--- Problem to solve ---
Replace "aerial photo" with "overhead image" throughout the material below, changing nothing else, and leave the pictures out of your answer.

Items from a dataset
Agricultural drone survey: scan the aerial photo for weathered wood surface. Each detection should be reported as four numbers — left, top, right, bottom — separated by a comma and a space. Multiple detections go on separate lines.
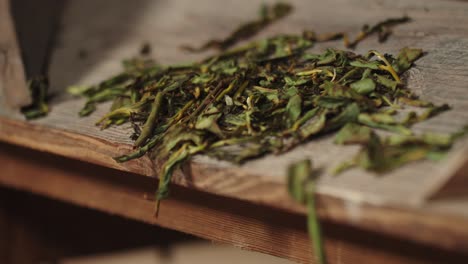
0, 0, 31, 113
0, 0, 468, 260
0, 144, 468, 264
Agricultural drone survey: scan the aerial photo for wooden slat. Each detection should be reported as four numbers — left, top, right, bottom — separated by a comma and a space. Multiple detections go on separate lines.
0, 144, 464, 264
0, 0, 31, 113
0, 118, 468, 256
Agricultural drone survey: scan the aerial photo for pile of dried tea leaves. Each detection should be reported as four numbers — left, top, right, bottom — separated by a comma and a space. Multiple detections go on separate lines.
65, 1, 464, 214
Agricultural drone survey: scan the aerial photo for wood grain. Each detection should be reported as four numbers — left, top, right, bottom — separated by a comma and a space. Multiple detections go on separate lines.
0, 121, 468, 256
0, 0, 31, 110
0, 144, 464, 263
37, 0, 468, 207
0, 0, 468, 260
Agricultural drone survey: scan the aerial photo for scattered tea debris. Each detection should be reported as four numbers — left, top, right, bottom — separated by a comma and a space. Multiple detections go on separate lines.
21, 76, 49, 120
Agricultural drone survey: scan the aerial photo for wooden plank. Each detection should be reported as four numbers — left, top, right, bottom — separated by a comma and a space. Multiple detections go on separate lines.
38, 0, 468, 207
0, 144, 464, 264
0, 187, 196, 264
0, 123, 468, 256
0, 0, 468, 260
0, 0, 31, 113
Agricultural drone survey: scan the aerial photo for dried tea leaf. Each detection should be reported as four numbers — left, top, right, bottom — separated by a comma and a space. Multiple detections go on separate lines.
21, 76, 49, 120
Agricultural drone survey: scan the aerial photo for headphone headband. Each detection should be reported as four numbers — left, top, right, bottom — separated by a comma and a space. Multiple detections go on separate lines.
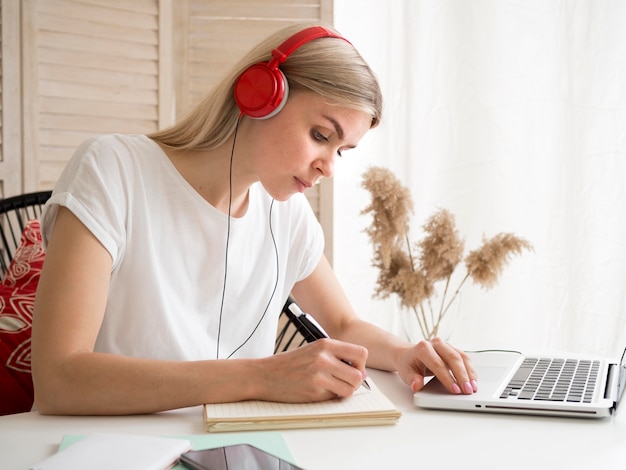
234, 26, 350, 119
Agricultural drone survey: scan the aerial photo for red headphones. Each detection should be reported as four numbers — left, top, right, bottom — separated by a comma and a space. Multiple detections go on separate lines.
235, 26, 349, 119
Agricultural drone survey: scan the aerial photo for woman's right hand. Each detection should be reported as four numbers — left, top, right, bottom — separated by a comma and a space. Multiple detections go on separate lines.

--- Completed exercise ---
Agricultural drone survey: scan the overhead image for weathered wood surface. Each detection should be reported as four numbers — left, top, right, bottom — separated by a comma and a space. Multiple detections go on separate lines.
0, 0, 31, 113
0, 0, 468, 260
0, 144, 468, 264
Agricultural drone survey: scan the overhead image for wooden slat. Each detection should be reported as four numbers — left, top, right, bottom — separated by a comma and a space. Multiple detections go on separate lines.
0, 144, 464, 264
0, 0, 31, 113
0, 118, 468, 256
Agricultural drone survey: scan the overhead image for pile of dried tea leaves. Each detection should be reported as four numbers — left, top, right, bottom — separated by a comma and a space. Multiple detections go on separate lines.
65, 1, 464, 214
Agricultural drone survey: scan the overhead image for wood grain. Each detection should be reported as four numbers — left, top, right, bottom — separated by a comma and a space. Multiple detections go on separate lines.
0, 121, 468, 256
0, 0, 31, 110
0, 144, 464, 263
37, 0, 468, 207
0, 0, 468, 260
Agricultural drone survey: scan the overhead image for scattered tea debris. Each detection should be reported as four numbers — left, top, right, bottom — separated by a comma and a space. Multiple detections go on separate lines.
21, 76, 49, 120
Agricultural drone survey: scan the overhead image for wooden plank. Each detection should be reported as four numbers — left, top, right, bottom — separated by a comma and a space. Multiple detections go on separate lines.
38, 0, 468, 207
0, 144, 464, 264
0, 187, 196, 264
0, 123, 468, 256
0, 0, 468, 260
0, 0, 31, 113
Agricultural drone survey: scan the overhead image for dried tea leaf. Each detection should be reported as four numbers — left, top, right, bottom — separated by a comma and a space. Multiple detections go on separate lines.
21, 76, 49, 120
Agricultural drone survey: scan the overhead image for headphone headband. Each detection should be reported as four numbers — left, top, right, bottom — separated by a comma and a space. Multiple detections go on separate lines.
234, 26, 350, 119
Agricultural drone survey: scan the overhead image for red headphones. Each detection should be reported as four numbers — left, top, right, bottom — separated by a comma and a space. Multiple detections go on separate lines.
235, 26, 349, 119
Agricultural drone survey: scan the overhead image for woman's right hand. Each detection should be reported as four numbers — left, top, right, bottom — separated by a comma and a space. Multiple detections go on separate lines.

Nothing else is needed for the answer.